■ Aim ■
Write out each line exactly as given. Leave the pictures out of your copy.

BEGIN Records supplied

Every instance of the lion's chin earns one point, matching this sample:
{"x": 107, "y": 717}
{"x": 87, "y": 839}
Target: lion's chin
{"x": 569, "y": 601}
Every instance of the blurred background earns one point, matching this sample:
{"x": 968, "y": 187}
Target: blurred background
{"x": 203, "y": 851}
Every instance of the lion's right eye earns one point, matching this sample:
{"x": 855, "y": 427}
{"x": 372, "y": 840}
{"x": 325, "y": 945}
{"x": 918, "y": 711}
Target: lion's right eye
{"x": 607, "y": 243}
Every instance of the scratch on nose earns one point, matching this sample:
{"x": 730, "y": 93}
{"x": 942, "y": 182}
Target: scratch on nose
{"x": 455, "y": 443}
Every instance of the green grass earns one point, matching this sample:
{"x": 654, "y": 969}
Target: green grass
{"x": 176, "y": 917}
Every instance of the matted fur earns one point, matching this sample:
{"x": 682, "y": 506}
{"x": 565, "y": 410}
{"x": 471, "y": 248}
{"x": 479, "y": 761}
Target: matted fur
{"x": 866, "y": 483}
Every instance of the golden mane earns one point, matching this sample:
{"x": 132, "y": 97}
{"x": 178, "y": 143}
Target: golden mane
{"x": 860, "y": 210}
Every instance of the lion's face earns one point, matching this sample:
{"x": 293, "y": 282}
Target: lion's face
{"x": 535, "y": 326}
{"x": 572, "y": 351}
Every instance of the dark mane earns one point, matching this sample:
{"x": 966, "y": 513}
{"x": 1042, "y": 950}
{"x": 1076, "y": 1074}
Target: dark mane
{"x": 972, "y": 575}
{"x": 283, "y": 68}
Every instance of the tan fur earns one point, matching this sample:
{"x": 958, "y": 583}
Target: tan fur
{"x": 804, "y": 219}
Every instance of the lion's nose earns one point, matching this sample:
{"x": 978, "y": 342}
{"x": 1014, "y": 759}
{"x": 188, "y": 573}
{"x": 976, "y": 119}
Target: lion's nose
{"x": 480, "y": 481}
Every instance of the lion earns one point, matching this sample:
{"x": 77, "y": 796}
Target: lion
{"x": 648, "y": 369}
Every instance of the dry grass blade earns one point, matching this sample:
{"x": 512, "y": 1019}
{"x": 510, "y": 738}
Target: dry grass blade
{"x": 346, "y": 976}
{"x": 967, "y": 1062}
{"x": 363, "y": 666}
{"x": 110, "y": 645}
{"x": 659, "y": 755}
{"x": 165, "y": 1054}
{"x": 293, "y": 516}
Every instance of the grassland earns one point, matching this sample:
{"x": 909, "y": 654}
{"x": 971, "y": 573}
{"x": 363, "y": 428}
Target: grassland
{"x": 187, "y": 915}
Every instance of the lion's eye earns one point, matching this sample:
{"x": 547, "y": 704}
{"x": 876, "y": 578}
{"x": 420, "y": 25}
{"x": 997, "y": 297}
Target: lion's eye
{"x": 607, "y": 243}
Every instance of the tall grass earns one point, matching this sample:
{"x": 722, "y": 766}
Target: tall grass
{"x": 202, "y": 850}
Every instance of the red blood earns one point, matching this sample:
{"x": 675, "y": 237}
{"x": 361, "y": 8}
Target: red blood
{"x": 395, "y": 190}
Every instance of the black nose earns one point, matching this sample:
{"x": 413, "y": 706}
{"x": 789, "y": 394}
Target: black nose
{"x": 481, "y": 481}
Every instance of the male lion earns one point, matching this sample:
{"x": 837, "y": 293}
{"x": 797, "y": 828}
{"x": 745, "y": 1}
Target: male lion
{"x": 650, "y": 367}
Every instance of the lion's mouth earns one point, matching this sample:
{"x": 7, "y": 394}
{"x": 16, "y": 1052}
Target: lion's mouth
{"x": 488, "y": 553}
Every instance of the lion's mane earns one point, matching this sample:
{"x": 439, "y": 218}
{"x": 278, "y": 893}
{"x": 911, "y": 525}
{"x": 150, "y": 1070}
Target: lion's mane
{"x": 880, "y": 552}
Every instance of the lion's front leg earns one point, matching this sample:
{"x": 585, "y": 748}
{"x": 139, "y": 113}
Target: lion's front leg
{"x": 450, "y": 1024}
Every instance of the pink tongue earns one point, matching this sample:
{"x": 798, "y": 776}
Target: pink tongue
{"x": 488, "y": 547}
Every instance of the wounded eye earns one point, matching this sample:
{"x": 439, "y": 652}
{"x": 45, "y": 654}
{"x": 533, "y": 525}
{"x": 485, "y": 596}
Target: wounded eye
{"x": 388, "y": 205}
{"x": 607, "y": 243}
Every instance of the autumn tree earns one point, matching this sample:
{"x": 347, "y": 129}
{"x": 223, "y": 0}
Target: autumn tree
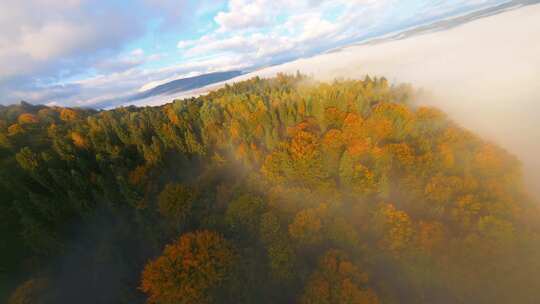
{"x": 190, "y": 270}
{"x": 338, "y": 280}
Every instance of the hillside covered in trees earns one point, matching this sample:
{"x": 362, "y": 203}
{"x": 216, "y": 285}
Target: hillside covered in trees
{"x": 268, "y": 191}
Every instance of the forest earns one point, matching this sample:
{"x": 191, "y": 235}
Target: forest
{"x": 281, "y": 190}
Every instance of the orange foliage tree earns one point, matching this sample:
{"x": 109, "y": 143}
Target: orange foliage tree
{"x": 190, "y": 270}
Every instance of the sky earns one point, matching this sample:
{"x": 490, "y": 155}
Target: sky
{"x": 81, "y": 52}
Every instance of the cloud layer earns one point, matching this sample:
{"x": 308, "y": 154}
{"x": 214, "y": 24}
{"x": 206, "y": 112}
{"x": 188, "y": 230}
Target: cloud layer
{"x": 78, "y": 52}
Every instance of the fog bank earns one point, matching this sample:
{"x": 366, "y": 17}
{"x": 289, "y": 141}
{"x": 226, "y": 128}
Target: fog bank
{"x": 485, "y": 74}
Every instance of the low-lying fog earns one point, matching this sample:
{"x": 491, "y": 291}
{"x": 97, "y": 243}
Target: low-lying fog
{"x": 485, "y": 74}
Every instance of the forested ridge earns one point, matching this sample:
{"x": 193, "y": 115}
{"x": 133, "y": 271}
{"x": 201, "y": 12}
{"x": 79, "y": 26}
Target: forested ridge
{"x": 282, "y": 190}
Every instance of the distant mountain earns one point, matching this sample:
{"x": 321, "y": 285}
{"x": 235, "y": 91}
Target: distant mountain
{"x": 170, "y": 88}
{"x": 186, "y": 84}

END Records supplied

■ Solution for this problem ■
Every instance of the lion's chin earns one point, matching this sample:
{"x": 107, "y": 717}
{"x": 87, "y": 839}
Target: lion's chin
{"x": 569, "y": 601}
Every instance of the blurred background earns one point, matching this sample:
{"x": 968, "y": 187}
Target: blurred background
{"x": 203, "y": 851}
Every instance of the lion's right eye earns one point, matching this sample:
{"x": 855, "y": 427}
{"x": 372, "y": 840}
{"x": 325, "y": 945}
{"x": 918, "y": 711}
Target: lion's right eye
{"x": 607, "y": 243}
Every instance of the scratch on nose earns one point, matching this sample:
{"x": 730, "y": 93}
{"x": 942, "y": 182}
Target: scratch on nose
{"x": 455, "y": 443}
Every instance of the green grass earns one point, matching this sample:
{"x": 654, "y": 969}
Target: green grass
{"x": 176, "y": 917}
Every instance of the matted fur earns one point, matching this sample:
{"x": 682, "y": 506}
{"x": 565, "y": 410}
{"x": 471, "y": 248}
{"x": 479, "y": 761}
Target: matted fur
{"x": 866, "y": 483}
Every instance of the golden mane earns one point, matching this sample:
{"x": 132, "y": 97}
{"x": 178, "y": 143}
Target: golden mane
{"x": 860, "y": 210}
Every instance of the lion's face earns one point, matching this sample:
{"x": 293, "y": 282}
Target: lion's face
{"x": 535, "y": 326}
{"x": 572, "y": 351}
Every instance of the dark mane earns one point, matching this sample:
{"x": 966, "y": 513}
{"x": 1042, "y": 950}
{"x": 1076, "y": 1074}
Target: dark mane
{"x": 972, "y": 575}
{"x": 283, "y": 68}
Every instance of the tan fur earns one point, matching this sample:
{"x": 958, "y": 583}
Target: tan fur
{"x": 804, "y": 219}
Every instance of the lion's nose earns one point, matching this sample:
{"x": 978, "y": 342}
{"x": 1014, "y": 759}
{"x": 188, "y": 573}
{"x": 976, "y": 119}
Target: lion's nose
{"x": 480, "y": 481}
Every instance of the lion earns one point, matching this sample:
{"x": 77, "y": 796}
Target: lion
{"x": 648, "y": 369}
Every instance of the dry grass blade earns one point, matching this sample:
{"x": 512, "y": 1019}
{"x": 510, "y": 738}
Target: dry grass blade
{"x": 346, "y": 976}
{"x": 967, "y": 1062}
{"x": 363, "y": 666}
{"x": 110, "y": 645}
{"x": 659, "y": 755}
{"x": 165, "y": 1054}
{"x": 293, "y": 516}
Every instance of the grassland earns one point, matching this sample:
{"x": 909, "y": 654}
{"x": 971, "y": 573}
{"x": 363, "y": 428}
Target: grassland
{"x": 187, "y": 915}
Every instance of the lion's eye earns one point, matching this sample:
{"x": 547, "y": 704}
{"x": 876, "y": 578}
{"x": 420, "y": 25}
{"x": 997, "y": 297}
Target: lion's eye
{"x": 607, "y": 243}
Every instance of the tall grass earns one point, matching this sample:
{"x": 722, "y": 766}
Target: tall grass
{"x": 202, "y": 850}
Every instance of the red blood earns one point, matching this sample:
{"x": 675, "y": 237}
{"x": 361, "y": 8}
Target: red blood
{"x": 395, "y": 190}
Every instance of the black nose earns one point, matching this sample:
{"x": 413, "y": 706}
{"x": 789, "y": 394}
Target: black nose
{"x": 481, "y": 481}
Every instance of the male lion earns one point, matching this sample:
{"x": 837, "y": 293}
{"x": 797, "y": 828}
{"x": 745, "y": 1}
Target: male lion
{"x": 650, "y": 367}
Every instance of the lion's mouth earns one point, matching this sample:
{"x": 7, "y": 394}
{"x": 16, "y": 1052}
Target: lion's mouth
{"x": 488, "y": 553}
Every instance of the lion's mane earns one point, matching this sample:
{"x": 439, "y": 218}
{"x": 278, "y": 893}
{"x": 911, "y": 525}
{"x": 150, "y": 1070}
Target: lion's mane
{"x": 880, "y": 552}
Every instance of the lion's front leg earns one point, matching this sample:
{"x": 585, "y": 748}
{"x": 139, "y": 113}
Target: lion's front leg
{"x": 450, "y": 1024}
Every instance of the pink tongue earns one point, matching this sample:
{"x": 798, "y": 776}
Target: pink tongue
{"x": 488, "y": 547}
Every instance of the wounded eye earns one point, matching this sample:
{"x": 439, "y": 652}
{"x": 45, "y": 654}
{"x": 533, "y": 525}
{"x": 485, "y": 596}
Target: wounded eye
{"x": 388, "y": 205}
{"x": 607, "y": 243}
Every instance of the autumn tree earns one point, matching this sample:
{"x": 347, "y": 129}
{"x": 223, "y": 0}
Target: autumn tree
{"x": 190, "y": 270}
{"x": 338, "y": 280}
Every instance of the hillside covered in trees earns one point, matching this sample:
{"x": 362, "y": 203}
{"x": 216, "y": 285}
Target: hillside covered in trees
{"x": 268, "y": 191}
Every instance of the forest earns one point, matching this sample:
{"x": 191, "y": 235}
Target: forest
{"x": 281, "y": 190}
Every instance of the orange foliage tree earns one point, matching this sample:
{"x": 109, "y": 143}
Target: orange foliage tree
{"x": 190, "y": 270}
Every instance of the sky earns one point, matching this sample:
{"x": 490, "y": 155}
Target: sky
{"x": 81, "y": 52}
Every instance of the cloud layer earns one point, matching this sample:
{"x": 308, "y": 154}
{"x": 214, "y": 24}
{"x": 206, "y": 112}
{"x": 188, "y": 230}
Target: cloud layer
{"x": 78, "y": 52}
Every instance of the fog bank earns one point, matching this sample:
{"x": 366, "y": 17}
{"x": 289, "y": 141}
{"x": 226, "y": 128}
Target: fog bank
{"x": 485, "y": 74}
Every instance of the low-lying fog earns one point, matching this sample:
{"x": 491, "y": 291}
{"x": 97, "y": 243}
Target: low-lying fog
{"x": 485, "y": 74}
Every instance of the forested ridge earns one point, matching this sample:
{"x": 193, "y": 115}
{"x": 133, "y": 271}
{"x": 201, "y": 12}
{"x": 79, "y": 26}
Target: forested ridge
{"x": 282, "y": 190}
Every instance of the distant mountain earns one point, matching this sample:
{"x": 321, "y": 285}
{"x": 235, "y": 91}
Target: distant mountain
{"x": 170, "y": 88}
{"x": 186, "y": 84}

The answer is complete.